> **Passage**:
In epidemiology, death or incidence ratios, standardized by factors known to confound the relationships of interest, are used to compare incidence and mortality in different geographic areas. The indirect method of standardization compares cases observed in a particular area with those one would expect to find within a certain reference population if the risks were the same for each age group. The standardizing factor is usually age distribution. The ratio of observed cases to expected cases, known as the standardized mortality ratio (SMR) or standard incidence ratio (SIR), is essentially a relative risk estimator for the area (i.e., an estimator of the risk of illness in an area in relation to the reference population). However, it has been demonstrated that problems arise with the use of age-adjusted rates in ecological regression models (1). Rosenbaum and Rubin (2) confirm that using standardized rates as a response variable in regression models leads to biased results because only the response values and not the predictor values are adjusted by the same confounding factor, usually distribution by age, resulting in what is known as the "mutual standardization problem." Anselin (3, 4) confirms that rates derived from both direct and indirect standardization are calculated assuming a homogeneous relationship between risk and distribution by age in space (and time). The use of a non-standardized predictor variable implicitly assumes that the effect is constant across all strata of the confounding variable. Grisotto et al. (5), in line with Rosenbaum and Rubin (2), show that less biased estimators would be obtained by standardizing both the response and the predictor using the same variable, or by using the crude rates as response and including age in the regression models as one more explanatory variable.

Referring expression data:
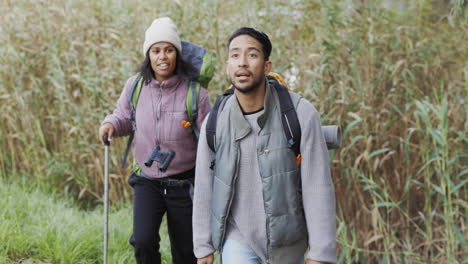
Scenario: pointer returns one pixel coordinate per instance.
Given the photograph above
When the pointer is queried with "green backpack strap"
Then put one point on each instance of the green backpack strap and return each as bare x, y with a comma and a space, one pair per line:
193, 93
132, 101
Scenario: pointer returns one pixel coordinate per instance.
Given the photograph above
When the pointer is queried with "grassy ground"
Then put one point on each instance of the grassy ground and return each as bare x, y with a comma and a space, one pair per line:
40, 227
393, 79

> **Required actions**:
• 1. Answer these questions from the passage on standardized rates:
(a) What is usually used as the standardizing factor?
(b) By what two names is the ratio of observed cases to expected cases known?
(c) What two approaches do Grisotto et al. show would yield less biased estimators?
• 2. Recast the paragraph beginning "In epidemiology, death or incidence ratios" from the passage on standardized rates as a bulleted list that keeps its main facts.
• 3. Continue the passage on standardized rates from its final sentence.
The entries have no connection to the passage on standardized rates.

> **Responses for each task**:
• 1.
(a) Age distribution.
(b) The standardized mortality ratio (SMR) or the standard incidence ratio (SIR).
(c) Standardizing both the response and the predictor using the same variable, or using the crude rates as the response and including age in the regression models as one more explanatory variable.

• 2.
- In epidemiology, death or incidence ratios standardized by confounding factors, usually age distribution, are used to compare incidence and mortality across geographic areas.
- Indirect standardization compares the cases observed in an area with those expected in a reference population if the risks were the same for each age group.
- The ratio of observed to expected cases (SMR or SIR) is essentially a relative risk estimator for the area compared with the reference population.
- Age-adjusted rates cause problems in ecological regression models.
- Rosenbaum and Rubin: using standardized rates as the response variable gives biased results, because only the response and not the predictors is adjusted by the confounding factor. This is the "mutual standardization problem."
- Anselin: rates from both direct and indirect standardization assume a homogeneous relationship between risk and age distribution in space (and time).
- A non-standardized predictor implicitly assumes that its effect is constant across all strata of the confounding variable.
- Grisotto et al.: less biased estimators come from standardizing both response and predictor by the same variable, or from using crude rates as the response with age included as an explanatory variable.

• 3.
The objective of this research was to show that introducing age as another explanatory variable in an ecological regression model relating crude rates of cancer incidence and a deprivation index provides better results than the usual practice of using the SIR as a response, introducing the non-standardized index, and not including age in the model.

**MATERIALS AND METHODS**

The current study was undertaken within the framework of the MEDEA project.^{5} One of the project objectives was to estimate the relative risks associated with a deprivation index for some cancer locations in the Girona Health Region (GHR) in the province of Girona in northern Catalonia, an autonomous region in Spain, and to ascertain if the index could explain part of the spatial variability found in some of these locations (6, 7).

The analysis was performed on data provided by the Girona Cancer Registry (8, 9) for 1) incident cases of lung, tracheal, and bronchial cancer (codes C33–C34 in the International Classification of Diseases, 10th revision [ICD-10]); melanoma skin cancer (ICD-10 code C43); and non-Hodgkin's lymphoma (ICD-10 codes C82–C85 and C96) for men and women; 2) incident cases of larynx cancer (ICD-10 code C32) in men; and 3) breast cancer (ICD-10 code C50) in women.

All residents of the GHR (670 096 people, including 339 839 men and 330 257 women, according to the 2006 municipal population register) were included in the study population. The study took place from the years 1993 to 2006 (both inclusive), and the geographic area of analysis was the census tract.

The SIRs were calculated using the number of observed cases of the neoplasia of interest in the census tract *i* (with *i* = 1–500) during the period 1993–2006, and the number of expected cases of those diseases for the same tract. The reference population for the SIR was assumed to be the estimated population for each census tract in the GHR.

Although widely used, SIRs do have some limitations (7, 10, 11). These problems can be solved by smoothing. In this study, the Besag, York, and Mollié (BYM) model (12, 13) was used for Model 1, within a full Bayesian perspective. Two random effects were introduced into the model (spatial dependency and [nonspatial] unstructured variability) to gather all unexplained variability, and the parameters were assigned a probability distribution (prior distribution).

The method used to estimate the model parameters is explained in Annex 1.

To test the properties of the estimators and the goodness of fit of the two models, two scenarios and two sub-scenarios were simulated (Annex 2).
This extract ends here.